• ROWS
════════════════════

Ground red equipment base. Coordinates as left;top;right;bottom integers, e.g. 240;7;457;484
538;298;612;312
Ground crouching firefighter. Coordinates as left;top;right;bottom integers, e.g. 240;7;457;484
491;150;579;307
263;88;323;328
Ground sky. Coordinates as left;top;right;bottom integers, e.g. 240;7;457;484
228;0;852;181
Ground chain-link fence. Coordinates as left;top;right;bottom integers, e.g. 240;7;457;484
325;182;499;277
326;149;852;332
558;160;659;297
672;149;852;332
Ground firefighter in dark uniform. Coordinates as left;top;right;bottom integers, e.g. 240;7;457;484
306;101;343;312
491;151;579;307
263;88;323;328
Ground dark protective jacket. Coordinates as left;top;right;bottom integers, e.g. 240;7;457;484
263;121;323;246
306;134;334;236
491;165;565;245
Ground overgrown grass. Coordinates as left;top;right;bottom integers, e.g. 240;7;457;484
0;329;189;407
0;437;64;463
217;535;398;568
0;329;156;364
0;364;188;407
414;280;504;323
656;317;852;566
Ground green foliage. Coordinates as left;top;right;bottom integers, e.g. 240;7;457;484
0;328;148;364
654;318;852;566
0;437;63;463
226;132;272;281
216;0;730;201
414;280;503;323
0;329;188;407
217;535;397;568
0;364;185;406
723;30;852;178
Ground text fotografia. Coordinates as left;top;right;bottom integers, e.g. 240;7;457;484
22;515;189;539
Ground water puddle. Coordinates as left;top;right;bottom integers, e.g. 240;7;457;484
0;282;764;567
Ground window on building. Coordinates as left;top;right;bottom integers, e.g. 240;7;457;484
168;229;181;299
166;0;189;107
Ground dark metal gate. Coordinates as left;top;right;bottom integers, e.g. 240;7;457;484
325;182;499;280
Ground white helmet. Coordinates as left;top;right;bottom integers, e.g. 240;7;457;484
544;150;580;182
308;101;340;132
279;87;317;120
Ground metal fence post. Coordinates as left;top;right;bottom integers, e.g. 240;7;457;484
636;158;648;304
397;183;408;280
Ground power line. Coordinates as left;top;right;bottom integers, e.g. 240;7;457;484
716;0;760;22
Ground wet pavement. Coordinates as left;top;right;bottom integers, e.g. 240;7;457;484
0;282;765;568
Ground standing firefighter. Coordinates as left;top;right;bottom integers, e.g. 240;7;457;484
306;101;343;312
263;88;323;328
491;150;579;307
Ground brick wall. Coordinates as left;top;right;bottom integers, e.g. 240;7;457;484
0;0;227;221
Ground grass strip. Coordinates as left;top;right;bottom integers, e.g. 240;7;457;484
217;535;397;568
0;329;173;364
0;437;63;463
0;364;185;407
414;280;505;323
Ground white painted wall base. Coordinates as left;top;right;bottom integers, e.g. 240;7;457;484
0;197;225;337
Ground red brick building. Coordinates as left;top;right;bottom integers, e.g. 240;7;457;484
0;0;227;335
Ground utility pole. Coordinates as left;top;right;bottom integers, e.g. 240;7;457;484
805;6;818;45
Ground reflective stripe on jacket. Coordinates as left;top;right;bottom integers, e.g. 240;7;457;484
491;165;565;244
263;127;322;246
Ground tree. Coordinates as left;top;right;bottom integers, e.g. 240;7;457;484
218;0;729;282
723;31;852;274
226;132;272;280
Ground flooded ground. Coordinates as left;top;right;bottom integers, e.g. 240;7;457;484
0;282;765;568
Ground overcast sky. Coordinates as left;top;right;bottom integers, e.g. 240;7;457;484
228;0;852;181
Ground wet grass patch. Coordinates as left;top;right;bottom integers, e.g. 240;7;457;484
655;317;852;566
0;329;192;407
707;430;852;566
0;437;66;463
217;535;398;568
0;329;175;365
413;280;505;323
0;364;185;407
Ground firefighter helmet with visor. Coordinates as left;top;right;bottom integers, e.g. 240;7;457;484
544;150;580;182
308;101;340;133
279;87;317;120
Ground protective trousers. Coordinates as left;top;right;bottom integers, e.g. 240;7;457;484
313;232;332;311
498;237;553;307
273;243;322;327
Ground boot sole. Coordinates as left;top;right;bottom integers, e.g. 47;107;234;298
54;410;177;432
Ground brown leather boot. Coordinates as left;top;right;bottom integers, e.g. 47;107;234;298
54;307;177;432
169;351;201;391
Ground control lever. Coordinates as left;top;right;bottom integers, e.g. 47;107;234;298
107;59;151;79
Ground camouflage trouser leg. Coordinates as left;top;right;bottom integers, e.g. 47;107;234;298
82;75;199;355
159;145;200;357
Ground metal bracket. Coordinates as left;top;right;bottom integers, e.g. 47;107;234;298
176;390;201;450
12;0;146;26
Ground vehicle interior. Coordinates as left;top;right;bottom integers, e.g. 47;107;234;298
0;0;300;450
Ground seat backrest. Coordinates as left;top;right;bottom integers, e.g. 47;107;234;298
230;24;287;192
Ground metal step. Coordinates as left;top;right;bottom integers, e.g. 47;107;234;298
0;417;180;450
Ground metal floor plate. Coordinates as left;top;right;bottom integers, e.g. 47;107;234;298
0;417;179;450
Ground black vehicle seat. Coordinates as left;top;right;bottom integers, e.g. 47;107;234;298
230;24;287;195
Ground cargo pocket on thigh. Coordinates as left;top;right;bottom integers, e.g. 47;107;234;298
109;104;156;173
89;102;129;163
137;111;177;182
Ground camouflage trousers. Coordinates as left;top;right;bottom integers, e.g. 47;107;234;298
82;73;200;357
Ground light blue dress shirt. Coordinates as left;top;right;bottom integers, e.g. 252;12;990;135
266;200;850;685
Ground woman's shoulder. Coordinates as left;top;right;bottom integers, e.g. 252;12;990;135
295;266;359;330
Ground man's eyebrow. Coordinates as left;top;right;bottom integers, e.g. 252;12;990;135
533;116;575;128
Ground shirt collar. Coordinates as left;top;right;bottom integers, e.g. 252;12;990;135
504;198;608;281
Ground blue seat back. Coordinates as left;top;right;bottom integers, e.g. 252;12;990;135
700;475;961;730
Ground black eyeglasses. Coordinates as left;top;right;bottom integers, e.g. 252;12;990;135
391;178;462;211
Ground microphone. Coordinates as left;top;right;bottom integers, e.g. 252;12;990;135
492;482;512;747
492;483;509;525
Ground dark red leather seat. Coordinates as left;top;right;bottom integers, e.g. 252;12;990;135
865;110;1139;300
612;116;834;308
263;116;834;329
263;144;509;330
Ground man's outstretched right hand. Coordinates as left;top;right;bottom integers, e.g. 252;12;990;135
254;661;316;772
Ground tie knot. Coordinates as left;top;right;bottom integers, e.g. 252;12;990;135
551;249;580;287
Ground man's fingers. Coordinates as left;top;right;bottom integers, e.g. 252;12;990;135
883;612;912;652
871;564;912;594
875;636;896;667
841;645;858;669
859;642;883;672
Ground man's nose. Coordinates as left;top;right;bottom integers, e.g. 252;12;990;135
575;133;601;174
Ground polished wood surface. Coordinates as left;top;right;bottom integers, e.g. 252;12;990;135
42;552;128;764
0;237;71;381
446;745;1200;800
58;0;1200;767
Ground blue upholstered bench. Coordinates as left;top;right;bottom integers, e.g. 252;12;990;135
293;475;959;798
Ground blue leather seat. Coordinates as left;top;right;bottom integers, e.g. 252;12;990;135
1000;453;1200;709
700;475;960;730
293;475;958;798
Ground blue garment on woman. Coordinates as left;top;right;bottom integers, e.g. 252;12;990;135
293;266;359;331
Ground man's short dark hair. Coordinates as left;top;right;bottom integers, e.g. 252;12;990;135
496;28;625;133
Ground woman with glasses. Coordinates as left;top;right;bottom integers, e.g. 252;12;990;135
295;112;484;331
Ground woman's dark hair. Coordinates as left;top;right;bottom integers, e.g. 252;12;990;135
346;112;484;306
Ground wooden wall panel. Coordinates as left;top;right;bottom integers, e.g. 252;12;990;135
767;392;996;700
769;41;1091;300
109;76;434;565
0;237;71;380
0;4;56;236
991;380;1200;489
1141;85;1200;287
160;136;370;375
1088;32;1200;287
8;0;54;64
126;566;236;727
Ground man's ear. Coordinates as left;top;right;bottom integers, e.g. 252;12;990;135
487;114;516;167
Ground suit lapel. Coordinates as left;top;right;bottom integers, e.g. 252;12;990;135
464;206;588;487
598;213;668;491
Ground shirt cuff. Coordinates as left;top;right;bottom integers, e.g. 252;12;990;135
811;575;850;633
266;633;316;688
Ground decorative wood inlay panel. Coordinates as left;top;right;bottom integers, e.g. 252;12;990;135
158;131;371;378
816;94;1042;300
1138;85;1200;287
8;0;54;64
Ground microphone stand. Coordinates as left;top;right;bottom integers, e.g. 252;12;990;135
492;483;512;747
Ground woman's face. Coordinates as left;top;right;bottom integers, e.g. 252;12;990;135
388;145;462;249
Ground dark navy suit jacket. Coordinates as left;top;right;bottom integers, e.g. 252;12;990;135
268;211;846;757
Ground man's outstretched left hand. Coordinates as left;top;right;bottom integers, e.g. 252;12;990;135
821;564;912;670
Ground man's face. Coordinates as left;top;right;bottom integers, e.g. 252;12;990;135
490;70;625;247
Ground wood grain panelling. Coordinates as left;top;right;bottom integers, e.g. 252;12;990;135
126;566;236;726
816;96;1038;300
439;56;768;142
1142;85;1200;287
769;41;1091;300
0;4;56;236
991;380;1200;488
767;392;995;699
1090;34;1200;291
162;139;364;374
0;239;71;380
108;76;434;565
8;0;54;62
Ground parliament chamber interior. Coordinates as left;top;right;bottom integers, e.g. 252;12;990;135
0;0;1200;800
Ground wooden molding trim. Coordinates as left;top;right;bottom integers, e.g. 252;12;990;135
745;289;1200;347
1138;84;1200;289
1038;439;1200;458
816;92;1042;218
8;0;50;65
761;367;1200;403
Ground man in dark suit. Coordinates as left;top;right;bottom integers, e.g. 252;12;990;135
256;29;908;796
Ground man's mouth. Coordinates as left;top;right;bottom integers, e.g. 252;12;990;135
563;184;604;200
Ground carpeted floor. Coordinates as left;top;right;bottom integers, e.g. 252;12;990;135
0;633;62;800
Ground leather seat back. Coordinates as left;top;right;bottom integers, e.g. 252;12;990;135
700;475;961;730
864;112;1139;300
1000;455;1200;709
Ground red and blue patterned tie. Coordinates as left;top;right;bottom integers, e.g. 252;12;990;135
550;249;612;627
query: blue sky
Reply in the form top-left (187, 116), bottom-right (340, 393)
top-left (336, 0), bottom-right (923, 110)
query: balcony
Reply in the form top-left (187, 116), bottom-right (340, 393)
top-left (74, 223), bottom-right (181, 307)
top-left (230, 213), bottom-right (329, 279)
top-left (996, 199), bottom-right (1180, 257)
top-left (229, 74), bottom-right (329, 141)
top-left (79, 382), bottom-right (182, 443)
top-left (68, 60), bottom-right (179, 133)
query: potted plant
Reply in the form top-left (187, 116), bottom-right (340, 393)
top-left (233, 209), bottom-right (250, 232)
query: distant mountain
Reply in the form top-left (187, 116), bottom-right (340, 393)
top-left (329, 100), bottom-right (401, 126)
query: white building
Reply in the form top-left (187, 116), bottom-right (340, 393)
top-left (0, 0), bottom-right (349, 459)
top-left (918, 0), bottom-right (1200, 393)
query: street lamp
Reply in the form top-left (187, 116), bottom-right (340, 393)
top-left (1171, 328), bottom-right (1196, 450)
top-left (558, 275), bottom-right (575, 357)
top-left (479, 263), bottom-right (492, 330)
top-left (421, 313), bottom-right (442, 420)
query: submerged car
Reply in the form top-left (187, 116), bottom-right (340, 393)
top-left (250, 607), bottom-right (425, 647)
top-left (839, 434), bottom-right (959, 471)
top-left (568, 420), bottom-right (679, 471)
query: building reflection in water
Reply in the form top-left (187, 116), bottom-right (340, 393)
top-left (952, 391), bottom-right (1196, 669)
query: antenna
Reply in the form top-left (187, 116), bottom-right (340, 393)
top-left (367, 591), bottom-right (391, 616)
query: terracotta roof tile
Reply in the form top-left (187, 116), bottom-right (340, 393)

════════════════════

• STATED EXERCISE
Format the records above as a JSON list of strings, from the first line through the line containing "656;317;852;566", both included. Use one string per line and omit blank lines.

• SOLUTION FOR THIS TASK
[
  "Ground red equipment base. Coordinates as left;top;right;bottom integers, e.g. 240;7;457;484",
  "538;298;612;312",
  "Ground crouching firefighter. Coordinates as left;top;right;bottom integers, e.g. 240;7;457;484",
  "491;150;579;307",
  "263;88;323;328",
  "Ground sky. Coordinates as left;top;right;bottom integers, e.g. 240;7;457;484",
  "228;0;852;181",
  "Ground chain-link fence. Coordinates as left;top;right;bottom integers, e.g. 240;7;457;484",
  "325;182;499;277",
  "326;149;852;332",
  "558;160;659;297",
  "672;149;852;332",
  "Ground firefighter in dark uniform. Coordinates as left;top;right;bottom integers, e.g. 240;7;457;484",
  "306;101;343;312",
  "491;151;579;307",
  "263;88;323;328",
  "Ground dark protective jacket. Coordinates as left;top;right;bottom integers, e.g. 240;7;457;484",
  "263;121;323;246",
  "306;134;334;236",
  "491;165;565;245",
  "Ground overgrown grass. Coordinates as left;top;right;bottom integers, e.g. 240;7;457;484",
  "0;329;189;407",
  "0;437;64;463",
  "217;535;398;568",
  "0;329;156;364",
  "0;364;188;407",
  "414;280;504;323",
  "656;317;852;566"
]